Extracted text:
┌──

In-water inspections are the best way to verify biofouling standards are being met and to collect the necessary data to measure the effectiveness of biofouling management practices. However, in-water inspections are expensive, require specialist dive teams to operate in an environment with a number of health and safety risks, and while inspections are being conducted vessels are restricted in the activities they can undertake24. A biofouling expert also either needs to be present during the inspection, or review the images and footage gathered afterwards, which can be a costly and time-consuming process. An alternative is to employ an underwater drone or remotely operated vehicle (ROV), which would enhance data collection opportunities but also potentially increase the burden on the expert interpreting the data.

In this paper we explore the potential for deep learning, a type of machine learning which models phenomena using deep neural networks, to automate or assist the analysis of biofouling inspection data. In the last decade deep learning has revolutionised computer vision; in fact, many regard AlexNet, the 2012 winner of the ImageNet visual recognition challenge25, as the watershed moment for deep learning26. AlexNet was among the first deep convolutional neural networks (CNN)27, an architecture that is particularly suited to computer vision tasks. Our present approach is motivated by the plethora of successful applications of deep CNNs to complex image recognition tasks, from identification of wild animals in camera trap images28,29 to identification of coral species30.

└──

Records supplied:

┌──

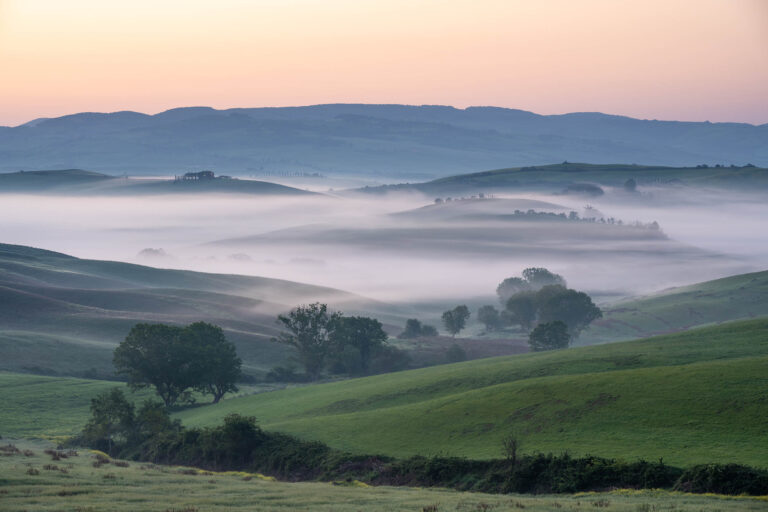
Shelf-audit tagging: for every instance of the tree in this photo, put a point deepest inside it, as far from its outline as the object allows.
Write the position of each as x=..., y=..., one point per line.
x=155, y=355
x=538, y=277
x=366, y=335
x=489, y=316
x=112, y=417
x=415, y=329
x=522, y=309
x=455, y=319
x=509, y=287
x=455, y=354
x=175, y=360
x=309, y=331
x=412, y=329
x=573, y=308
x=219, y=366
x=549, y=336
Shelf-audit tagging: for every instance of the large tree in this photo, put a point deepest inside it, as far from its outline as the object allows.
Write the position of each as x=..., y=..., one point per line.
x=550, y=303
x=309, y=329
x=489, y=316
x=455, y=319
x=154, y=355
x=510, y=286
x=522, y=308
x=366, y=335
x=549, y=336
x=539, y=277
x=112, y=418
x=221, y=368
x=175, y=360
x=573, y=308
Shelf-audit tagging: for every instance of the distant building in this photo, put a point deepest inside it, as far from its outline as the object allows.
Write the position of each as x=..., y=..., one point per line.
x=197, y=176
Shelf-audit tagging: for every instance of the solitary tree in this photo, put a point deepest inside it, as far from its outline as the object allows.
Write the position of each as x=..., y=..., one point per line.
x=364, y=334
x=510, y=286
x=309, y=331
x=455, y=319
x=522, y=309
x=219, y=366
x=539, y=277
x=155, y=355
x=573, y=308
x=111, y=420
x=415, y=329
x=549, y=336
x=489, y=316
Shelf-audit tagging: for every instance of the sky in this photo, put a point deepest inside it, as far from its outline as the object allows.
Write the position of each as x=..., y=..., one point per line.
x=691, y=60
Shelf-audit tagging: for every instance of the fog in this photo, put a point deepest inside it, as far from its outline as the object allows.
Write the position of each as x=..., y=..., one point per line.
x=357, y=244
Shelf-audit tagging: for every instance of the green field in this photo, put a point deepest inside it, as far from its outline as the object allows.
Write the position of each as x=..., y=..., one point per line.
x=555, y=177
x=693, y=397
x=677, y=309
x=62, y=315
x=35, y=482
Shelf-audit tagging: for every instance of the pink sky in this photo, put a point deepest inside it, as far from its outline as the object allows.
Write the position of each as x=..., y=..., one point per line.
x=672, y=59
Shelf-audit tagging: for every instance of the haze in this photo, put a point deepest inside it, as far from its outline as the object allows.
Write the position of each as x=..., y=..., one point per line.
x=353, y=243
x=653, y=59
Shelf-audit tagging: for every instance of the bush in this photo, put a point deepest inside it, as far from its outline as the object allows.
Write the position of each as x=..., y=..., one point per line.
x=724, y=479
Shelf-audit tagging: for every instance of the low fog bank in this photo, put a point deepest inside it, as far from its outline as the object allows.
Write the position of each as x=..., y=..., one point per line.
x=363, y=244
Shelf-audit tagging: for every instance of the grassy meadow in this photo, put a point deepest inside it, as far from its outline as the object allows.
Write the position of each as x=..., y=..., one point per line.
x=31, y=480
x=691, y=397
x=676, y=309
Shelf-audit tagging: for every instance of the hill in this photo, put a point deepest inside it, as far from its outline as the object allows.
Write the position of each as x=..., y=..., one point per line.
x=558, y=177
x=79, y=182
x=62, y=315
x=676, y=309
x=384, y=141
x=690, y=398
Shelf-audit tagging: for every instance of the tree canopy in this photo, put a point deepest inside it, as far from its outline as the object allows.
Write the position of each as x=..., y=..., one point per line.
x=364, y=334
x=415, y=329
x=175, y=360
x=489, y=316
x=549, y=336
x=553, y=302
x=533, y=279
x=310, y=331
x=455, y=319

└──

Continue the passage on biofouling inspections, starting right after its final sentence. The material comes from a different source than the passage on biofouling inspections.

A prominent example of automating biofouling image analysis is CoralNet, a machine learning method initially designed for annotating benthic surveys of coral reefs using a random annotation point approach31. CoralNet has been applied to assess the level of cover of different species and higher level taxonomic groups present in fouling communities on oil platforms in the UK continental shelf, using images taken by ROVs32. Our aim in this current study was to develop a method that could be used to assess biosecurity risk, and in this context CoralNet was less suitable. Most of the images of vessel hulls that were available for developing our method had limited biofouling coverage. Unlike coral reefs and oil platforms, vessels are not stationary and actively manage their biofouling. This makes sampling error an important consideration for annotation point approaches, like CoralNet, and as CNNs consider the whole image they do not have this weakness.

Determining the potential biosecurity risk of a vessel also does not require the identification of particular species. It has been found that there is a positive relationship between the degree of biofouling present on a vessel and the number of NIS present23. This has led many jurisdictions, such as New Zealand, to require biofouling to be managed holistically rather than targeting specific species16. Species-based approaches also scale poorly in the marine context, as there is a large number of species that can be observed in these communities, the taxonomy is highly complex, and previously unobserved species are common20,21. Instead, we aimed to identify the presence and severity of biofouling. This is a much simpler problem, and makes our approach more resilient to these taxonomic issues.

Methods

Dataset

We assembled a dataset of 10,263 images collected from in-water surveys of around 300 commercial and recreational vessels. This dataset comprised images provided by three jurisdictions, namely: the Australian Department of Agriculture, Water and the Environment (DAWE), the New Zealand Ministry for Primary Industries (MPI), and the California State Lands Commission (CSLC). Examples from the CSLC dataset are available in the literature33, and the MPI dataset has previously been used to inform vessel biofouling management in New Zealand16,23,34.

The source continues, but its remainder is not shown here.